[WHAT YOU HAVE TO DO] Among the records that follow, find the line with "Can you spot the race" and the line with "Can you spot the car". Set down those lines and all lines between them exactly, without adding anything.

[RECORDS FOR THE EXERCISE]

::::::::

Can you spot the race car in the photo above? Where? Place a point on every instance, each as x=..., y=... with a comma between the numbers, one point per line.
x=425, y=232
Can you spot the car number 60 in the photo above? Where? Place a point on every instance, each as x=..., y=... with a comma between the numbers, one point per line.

::::::::

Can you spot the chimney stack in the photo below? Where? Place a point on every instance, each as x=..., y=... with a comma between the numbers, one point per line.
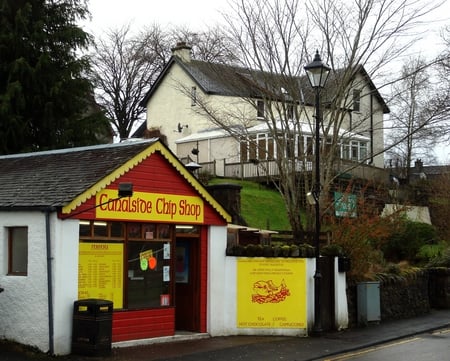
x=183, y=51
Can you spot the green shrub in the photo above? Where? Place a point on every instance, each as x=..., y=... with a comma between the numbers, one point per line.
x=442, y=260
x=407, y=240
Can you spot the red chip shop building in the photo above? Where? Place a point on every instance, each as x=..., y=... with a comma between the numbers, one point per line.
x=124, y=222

::::::::

[WRITTEN ANSWER]
Can you spot the race car in the photo above? Where? Place a point on every instance, each as x=..., y=... with a comma between the numbers, one point per line.
x=425, y=232
Can you spot the car number 60 in the photo above? Where? Place a point on every instance, each as x=..., y=... with a comma between the numbers, one point per line.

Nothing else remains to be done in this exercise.